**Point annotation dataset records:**
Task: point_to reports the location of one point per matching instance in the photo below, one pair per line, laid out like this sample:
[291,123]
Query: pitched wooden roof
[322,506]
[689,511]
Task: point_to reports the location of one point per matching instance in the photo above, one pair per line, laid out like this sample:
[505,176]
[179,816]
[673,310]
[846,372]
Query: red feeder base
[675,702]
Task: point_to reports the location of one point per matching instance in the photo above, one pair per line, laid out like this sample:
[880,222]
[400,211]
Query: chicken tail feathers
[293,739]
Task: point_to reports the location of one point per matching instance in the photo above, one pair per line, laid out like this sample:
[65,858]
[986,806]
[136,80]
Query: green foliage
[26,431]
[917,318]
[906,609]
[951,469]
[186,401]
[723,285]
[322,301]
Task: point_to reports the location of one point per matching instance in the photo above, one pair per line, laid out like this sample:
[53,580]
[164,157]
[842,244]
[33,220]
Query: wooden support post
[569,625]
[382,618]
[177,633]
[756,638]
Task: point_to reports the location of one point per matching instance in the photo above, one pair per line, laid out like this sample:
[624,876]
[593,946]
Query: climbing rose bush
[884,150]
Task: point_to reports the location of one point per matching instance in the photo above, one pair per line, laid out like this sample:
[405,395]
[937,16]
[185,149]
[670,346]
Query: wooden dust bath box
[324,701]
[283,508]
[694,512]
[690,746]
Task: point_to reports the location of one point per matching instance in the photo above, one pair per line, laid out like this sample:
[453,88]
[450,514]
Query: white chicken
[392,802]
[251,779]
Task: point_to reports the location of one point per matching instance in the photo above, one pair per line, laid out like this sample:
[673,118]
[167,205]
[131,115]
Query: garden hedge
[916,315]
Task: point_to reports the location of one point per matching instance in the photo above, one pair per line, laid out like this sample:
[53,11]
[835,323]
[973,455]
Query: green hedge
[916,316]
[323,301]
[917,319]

**WHAT THE EXERCISE ASKS:** Copy every record above exactly as it appears.

**ANSWER FOR THE TASK:**
Task: point_to reports the location of one point per matching instance in the photo below, one pair per line, laid out like this sample:
[291,123]
Query: pitched wooden roof
[322,506]
[689,511]
Task: point_to reports the location of one point per matching instance in the photo above, one pair per line, laid out like this sample:
[505,176]
[179,816]
[673,310]
[846,372]
Query: red feeder base
[675,702]
Task: point_to reports the location of one point per matching instance in the photo above, one pair per line, laid out like this sample:
[880,222]
[400,211]
Query: chicken tail feathers
[293,739]
Task: point_to reports the location of one point per matching instance in the photo above, one pair per line, laid out like this sample:
[65,858]
[986,806]
[136,80]
Query: green foliage
[26,431]
[917,318]
[906,609]
[951,469]
[186,401]
[723,285]
[322,301]
Task: point_to reports the location of one point per matching instance in the photo above, one pair per line, laid out like this sample:
[53,580]
[164,157]
[842,244]
[33,220]
Query: wooden support post
[569,625]
[382,618]
[177,633]
[756,638]
Task: point_to reports the location of one point per matching instance in the photo above, one pair per line, laid out like this sample:
[624,876]
[593,946]
Query: climbing rose bush
[884,150]
Task: point_to reports the location of one point per matching instance in the photo above, one pair per line, laid out like this sample:
[405,395]
[937,16]
[185,149]
[670,346]
Query: wooden dust bath box
[324,701]
[283,508]
[694,512]
[690,746]
Task: point_to reports the location of one point per matching instance in the photo above, one pair per line, laid out like this sample:
[453,88]
[450,514]
Query: white chicken
[392,802]
[251,779]
Task: point_to reports the location of one point per matching instance in the photo above, one pair per line, laid out like this sample:
[673,118]
[167,205]
[131,115]
Query: garden hedge
[916,315]
Task: point_to reports the location of one point per matching instance in the photo above, one pair per line, laid out like this sample:
[53,11]
[835,323]
[973,455]
Query: green hedge
[916,316]
[323,301]
[917,319]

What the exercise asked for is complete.